What this task involves: Carry on the article about the Wilcox family and Grove Farm, starting after its last sentence.

===== Extract

George Wilcox's brother, Charles Hart Wilcox, was Mr. Patterson's maternal great-grandfather and Kaui Hart Hemmings' maternal great-great-grandfather.

George Wilcox, who never married or had children of his own, left his fortune in trust to his great-nieces and nephews, including Wilcox Patterson's mother. A board of directors including many family members managed the business, called Grove Farm, until 2000, when it was sold to AOL founder Steve Case, a native of Hawaii with family ties to Grove Farm.

Like the sale of the family land in "The Descendants," the sale was not without controversy. An unsuccessful lawsuit filed by some family members to try to reverse the sale was dismissed by a federal judge in 2008.

While Wil Patterson has strong family ties to Hawaii, he did not visit the islands until he was an adult. His great-grandfather left Hawaii for California in 1857, and Wil Patterson was born and raised in California. He and Sandy have lived in Portola Valley since 1988.

He knows his family in Hawaii well, though. In 1980 Mr. Patterson, who has a background in the banking industry, was asked to join the board of directors of Grove Farm. He served until 2000, attending quarterly meetings in Hawaii, but was no longer on the board when Grove Farm was sold.

There are some significant differences between Mr. Patterson's family and that of "The Descendants" family. The fictional Hawaiian family got much of the land it owned when an ancestor married a Hawaiian princess with major landholdings on Kauai. In the real world, according to the book "Grove Farm Plantation," 10,500 acres of George Wilcox's property was purchased from a Hawaiian princess, Ruth Keelikolani, who wanted the money to build herself a mansion in Honolulu.

While the family no longer owns the Grove Farm Company, the Waioli Corporation, a nonprofit formed in 1975 by Mabel Wilcox, niece of George Wilcox and daughter of Sam Wilcox, retains ownership of the heart of the Grove Farm sugar plantation. The 100-acre historic site includes the Wilcox home and some of the locomotives that were used to transport sugar cane. Located in Lihue, on the east shore of Kauai, it can be visited by appointment.

The Waioli Corporation also owns the Wai'oli Mission House museum, home of Abner and Lucy Wilcox, near Hanalei. Many visitors to the North Shore of Kauai are also familiar with the distinctive green Hui'ia Church in Hanalei, built in 1915 with money donated by Abner and Lucy's sons Sam, George and Albert Wilcox.

==========
===== Extracted material

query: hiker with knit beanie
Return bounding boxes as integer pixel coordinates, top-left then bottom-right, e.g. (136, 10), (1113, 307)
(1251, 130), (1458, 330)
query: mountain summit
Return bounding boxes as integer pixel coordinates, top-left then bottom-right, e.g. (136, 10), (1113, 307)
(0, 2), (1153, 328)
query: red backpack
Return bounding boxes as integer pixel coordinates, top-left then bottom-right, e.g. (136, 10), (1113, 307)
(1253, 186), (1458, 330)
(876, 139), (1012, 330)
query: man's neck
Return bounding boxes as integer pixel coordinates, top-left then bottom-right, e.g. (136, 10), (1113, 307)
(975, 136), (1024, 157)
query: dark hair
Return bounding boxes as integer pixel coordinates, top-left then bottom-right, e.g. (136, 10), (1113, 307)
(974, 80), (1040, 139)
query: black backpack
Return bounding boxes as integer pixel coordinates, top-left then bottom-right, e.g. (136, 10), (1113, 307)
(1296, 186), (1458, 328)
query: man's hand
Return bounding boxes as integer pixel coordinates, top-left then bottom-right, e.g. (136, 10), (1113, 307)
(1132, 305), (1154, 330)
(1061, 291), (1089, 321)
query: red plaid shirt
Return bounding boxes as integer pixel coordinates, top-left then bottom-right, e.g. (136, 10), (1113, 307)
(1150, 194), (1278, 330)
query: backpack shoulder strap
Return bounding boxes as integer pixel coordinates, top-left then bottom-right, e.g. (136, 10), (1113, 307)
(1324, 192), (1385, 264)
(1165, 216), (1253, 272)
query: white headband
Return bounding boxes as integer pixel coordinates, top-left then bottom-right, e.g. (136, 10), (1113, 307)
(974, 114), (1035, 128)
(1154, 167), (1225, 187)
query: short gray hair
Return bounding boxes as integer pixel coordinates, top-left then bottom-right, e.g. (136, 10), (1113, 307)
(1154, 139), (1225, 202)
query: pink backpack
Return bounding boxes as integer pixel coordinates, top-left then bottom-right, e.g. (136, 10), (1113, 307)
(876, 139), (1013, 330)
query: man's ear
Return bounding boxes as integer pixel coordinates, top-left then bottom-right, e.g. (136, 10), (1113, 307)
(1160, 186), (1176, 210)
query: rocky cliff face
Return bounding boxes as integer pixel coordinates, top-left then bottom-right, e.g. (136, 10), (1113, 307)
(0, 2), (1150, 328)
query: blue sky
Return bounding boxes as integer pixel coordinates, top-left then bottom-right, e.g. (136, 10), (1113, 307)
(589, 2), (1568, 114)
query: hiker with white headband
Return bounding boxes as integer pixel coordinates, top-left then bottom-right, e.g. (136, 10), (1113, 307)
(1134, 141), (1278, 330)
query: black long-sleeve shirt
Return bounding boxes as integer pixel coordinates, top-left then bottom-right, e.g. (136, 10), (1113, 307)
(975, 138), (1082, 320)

==========

Final answer:
The family also donated the land and funds for the Kauai Community College and the Wilcox Community Hospital, both in Lihue.

Both Grove Farm and the Wai'oli Mission House are in the National Register of Historic Places, and Wil Patterson says many of his relatives provide financial and volunteer support for the museums.

"There's a tremendous amount of family philanthropy there," he says.

The family also has ties to the Kilohana Plantation complex in Lihue, featuring the 1936 mansion of Gaylord Parke Wilcox, George Wilcox's nephew, son of his brother Sam. Tourists visit the complex to shop, ride the Kauai Plantation Railway into the rain forest, tour the historic home or eat at Gaylord's Restaurant.



Even without the family ties to author Kaui Hart Hemmings, Wil Patterson may have seen parallels between his life and that of the family in "The Descendants." On his father's side of the family, George Washington Patterson came to California in 1849 for the Gold Rush. He eventually took up farming in Fremont and Livermore, and amassed major landholdings, some of which are still in the family. Ardenwood Historic Farm in Fremont was GW Patterson's home, donated to the city of Fremont by the family in 1974.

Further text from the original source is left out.